## SET TASK
Return every item below verbatim, omitting the pictures.

## START EXTRACTED INFORMATION

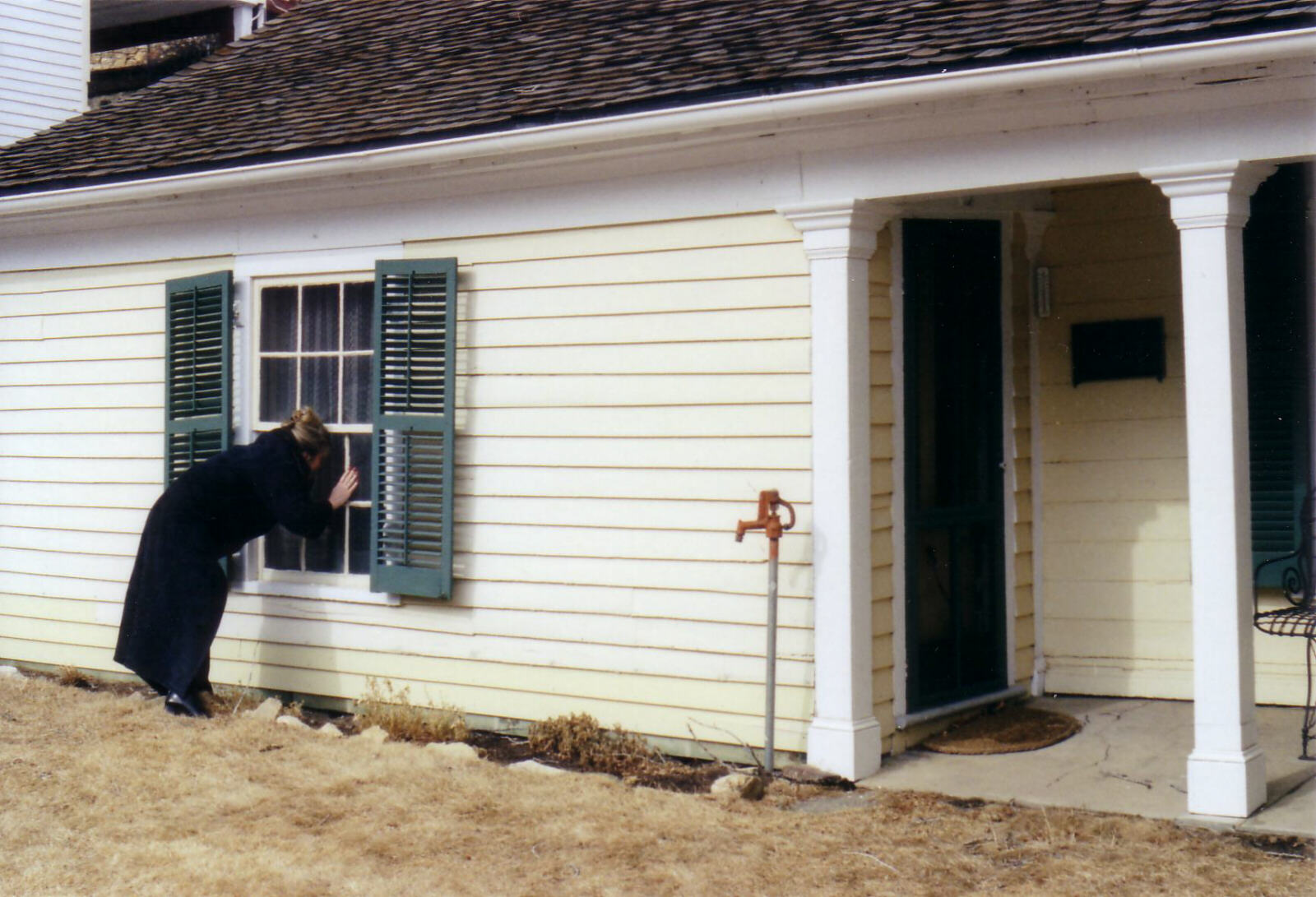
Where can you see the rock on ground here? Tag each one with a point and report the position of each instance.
(453, 751)
(535, 765)
(270, 710)
(739, 784)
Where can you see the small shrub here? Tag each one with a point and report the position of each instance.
(74, 677)
(579, 741)
(392, 710)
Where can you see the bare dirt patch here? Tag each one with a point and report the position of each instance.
(107, 795)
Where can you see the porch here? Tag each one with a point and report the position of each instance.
(1128, 758)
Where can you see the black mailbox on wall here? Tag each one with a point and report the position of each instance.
(1118, 350)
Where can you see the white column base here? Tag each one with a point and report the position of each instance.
(844, 747)
(1228, 783)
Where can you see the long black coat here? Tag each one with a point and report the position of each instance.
(178, 590)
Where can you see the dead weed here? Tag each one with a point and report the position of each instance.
(578, 741)
(392, 710)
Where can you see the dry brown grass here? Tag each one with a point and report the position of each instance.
(392, 710)
(107, 795)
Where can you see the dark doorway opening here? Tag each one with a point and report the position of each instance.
(954, 515)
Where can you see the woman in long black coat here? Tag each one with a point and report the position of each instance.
(178, 590)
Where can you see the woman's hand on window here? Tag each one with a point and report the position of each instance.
(345, 488)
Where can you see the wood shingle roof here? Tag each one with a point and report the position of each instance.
(349, 74)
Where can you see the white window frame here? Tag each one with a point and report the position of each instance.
(250, 272)
(258, 425)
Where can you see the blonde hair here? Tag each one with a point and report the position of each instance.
(308, 430)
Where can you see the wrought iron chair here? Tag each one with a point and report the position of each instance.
(1300, 618)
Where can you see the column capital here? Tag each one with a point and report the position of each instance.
(1211, 193)
(840, 228)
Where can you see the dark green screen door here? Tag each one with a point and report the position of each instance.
(954, 541)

## END EXTRACTED INFORMATION

## OUTPUT BELOW
Where can you see the rock on ground here? Tag each one with a point and report the position of each instance.
(453, 751)
(535, 765)
(270, 710)
(739, 784)
Where can you see the small shrub here? Tag each one with a point and report the position of each instance.
(74, 677)
(579, 741)
(392, 710)
Where can you see the bare dirt patch here? Tag each one with a point and report the position of each instance.
(107, 795)
Where can you see the porch here? Tag each one with a point and report the position of each instance.
(1128, 758)
Where can you see the black mailbox on wall here? Tag each one with a point and report the position of each instance.
(1118, 350)
Where can you see the white column base here? Tag each one with a point and report the position of each instance.
(844, 747)
(1228, 783)
Where can you see the long black coat here? Tag each one with a point and report the position of each instance.
(178, 590)
Where can you see the dead weed here? Tag each one with a point and report the position of each instance.
(578, 741)
(392, 710)
Where can you see the dry brown grass here? Tag each one with a point and report the position of each instance.
(392, 710)
(107, 795)
Where can you see the dark doorway opening here? Tag each one with a point and report the position of each instance.
(954, 515)
Where can you see the woman in long black coat here? Tag each one with a point and report the position of each instance.
(178, 590)
Where can you see the woman's hand on window here? Tag each one with a point and report the position of each instance.
(345, 488)
Where can you see the wood shingle roof here? Tag each one with a point and report the position of each instance.
(349, 74)
Where can you see the white window frame here? Tag each one with a point and report the position of each instance.
(250, 272)
(258, 425)
Where can you see the blonde hair here? Tag each one with a point and report the position of each instance.
(308, 430)
Where can you see the wrought iron chair here? Tag each one with a point and report the position of each instance.
(1300, 618)
Where can you see the column capital here? Tag each one with a point and report the position of each instance.
(1211, 193)
(840, 228)
Where can you see the dark green screen door here? Tag each one with a point and report the position of each instance.
(954, 541)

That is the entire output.